*** Source extract
The cheapest station in Wyoming priced gas at $1.78a gallon while the most expensive is $2.79 a gallon, according to GasBuddy.
The national average is down 3.5 cents per gallon from a month ago and stands 47.7 cents per gallon lower than a year ago.
Phoenix man killed in motorcycle crash
SUNDANCE (WNE) — A motorcycle crash near Sundance claimed the life of a 58-year-old motorcyclist on Aug. 6. The fatal crash took place near milepost 183 on I-90, west of Sundance.
Wyoming Highway Patrol troopers were notified of a crash involving a motorcycle at 6:08 p.m. The 2016 Harley Davidson had been headed eastbound on the interstate and exited the right side of the roadway, colliding with a delineator post before overturning further off the road.
The driver has been identified as Aaron Hall of Phoenix, Arizona. According to Wyoming Highway Patrol, he was wearing a helmet and succumbed to his injuries at Sundance Memorial Hospital.
The incident is still being investigated for contributing factors.
According to Sheriff Jeff Hodge, between August 5 and 10, a total of four motorcycle accidents have taken place in Crook County.
B-T Forest limits fires to designated campsites
JACKSON (WNE) — Dispersed campers in the majority of the Bridger-Teton National Forest no longer have the luxury of a campfire to warm their bones in the evenings for the foreseeable future.
Starting at 12:01 a.m. Aug. 13, fires will be allowed only at designated campsites and picnic areas within established fire rings or grills. That means open flames are a no-no at places ranging from jam-packed Shadow Mountain to sleepy, remote corners of the 3.4-million-acre forest.
“With the increased use as well as with our wildfire indexes coming into high and moving toward very high, we felt it was the right time to do it,” Bridger-Teton spokesman Evan Guzik told the Jackson Hole Daily.
The restrictions, he said, are a “little bit early” from a historical perspective, but follow suit with more southerly national forests in Wyoming and the Rockies that moved into fire restrictions weeks or months ago.
Unprecedented crowding, Guzik said, was taken into account in making the decision.
“The main factors are the [wildfire] indexes, the fuel moisture, the predicted weather coming in, and the availability of firefighting resources, nationally and locally,” he said. “There’s also a social aspect to it. What have we seen so far? There have been a large number of abandoned or unattended campfires as well as the increase in visitors that we are seeing.”
Keyhole investigated for algae bloom
GILLETTE (WNE) — The Wyoming Department of Environmental Quality is investigating potentially harmful bacteria in the water at Keyhole State Park.
The bacteria in question, harmful cyanobacterial bloom, is a blue-green algae that blooms on the surface of water, usually during hot summer months and produces potentially harmful toxins into the surrounding water, according to a park press release.
******
- **Problem**
From the news excerpt, list every factor that the Bridger-Teton spokesman calls one of "the main factors" behind the fire restrictions. Rely only on the news excerpt above for the tasks.
*** Records
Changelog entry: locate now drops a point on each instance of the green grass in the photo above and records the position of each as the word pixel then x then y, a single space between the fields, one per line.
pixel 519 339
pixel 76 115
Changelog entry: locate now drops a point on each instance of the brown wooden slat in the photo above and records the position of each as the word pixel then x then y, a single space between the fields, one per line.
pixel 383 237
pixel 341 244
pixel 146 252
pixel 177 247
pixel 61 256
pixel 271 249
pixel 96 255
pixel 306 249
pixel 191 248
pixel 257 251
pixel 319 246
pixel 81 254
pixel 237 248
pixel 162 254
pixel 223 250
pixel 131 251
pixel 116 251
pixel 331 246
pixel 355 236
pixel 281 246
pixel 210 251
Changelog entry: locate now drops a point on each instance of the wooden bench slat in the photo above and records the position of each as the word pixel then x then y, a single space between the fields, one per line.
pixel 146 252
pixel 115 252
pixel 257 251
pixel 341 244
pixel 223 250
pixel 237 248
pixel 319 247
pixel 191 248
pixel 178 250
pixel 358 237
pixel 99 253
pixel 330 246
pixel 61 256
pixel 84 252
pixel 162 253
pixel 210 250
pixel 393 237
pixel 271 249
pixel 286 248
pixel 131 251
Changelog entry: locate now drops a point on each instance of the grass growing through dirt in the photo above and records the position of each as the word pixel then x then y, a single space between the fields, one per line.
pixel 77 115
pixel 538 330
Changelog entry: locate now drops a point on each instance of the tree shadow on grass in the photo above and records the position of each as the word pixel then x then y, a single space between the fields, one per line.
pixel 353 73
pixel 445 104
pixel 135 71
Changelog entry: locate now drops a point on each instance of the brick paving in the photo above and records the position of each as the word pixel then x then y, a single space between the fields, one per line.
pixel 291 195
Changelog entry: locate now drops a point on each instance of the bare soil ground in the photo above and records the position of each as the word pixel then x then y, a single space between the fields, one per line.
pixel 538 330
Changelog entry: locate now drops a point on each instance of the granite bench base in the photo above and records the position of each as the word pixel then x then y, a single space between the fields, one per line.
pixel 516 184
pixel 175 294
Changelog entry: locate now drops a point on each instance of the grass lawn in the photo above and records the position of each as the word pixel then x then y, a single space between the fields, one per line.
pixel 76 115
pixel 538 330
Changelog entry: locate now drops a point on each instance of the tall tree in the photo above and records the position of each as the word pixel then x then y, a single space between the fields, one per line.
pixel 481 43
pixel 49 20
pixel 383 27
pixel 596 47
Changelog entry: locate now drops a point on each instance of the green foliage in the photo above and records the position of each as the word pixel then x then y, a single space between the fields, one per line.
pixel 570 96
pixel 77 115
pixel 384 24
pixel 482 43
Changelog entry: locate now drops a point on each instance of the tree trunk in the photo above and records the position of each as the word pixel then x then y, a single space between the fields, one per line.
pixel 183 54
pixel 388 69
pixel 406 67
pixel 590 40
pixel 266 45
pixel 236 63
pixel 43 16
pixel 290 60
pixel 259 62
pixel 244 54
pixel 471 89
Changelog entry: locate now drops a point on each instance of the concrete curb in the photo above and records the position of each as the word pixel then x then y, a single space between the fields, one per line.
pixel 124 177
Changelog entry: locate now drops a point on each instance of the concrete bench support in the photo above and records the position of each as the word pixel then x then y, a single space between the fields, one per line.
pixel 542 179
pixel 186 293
******
- **Solution to this problem**
- The wildfire indexes
- The fuel moisture
- The predicted weather coming in
- The availability of firefighting resources, nationally and locally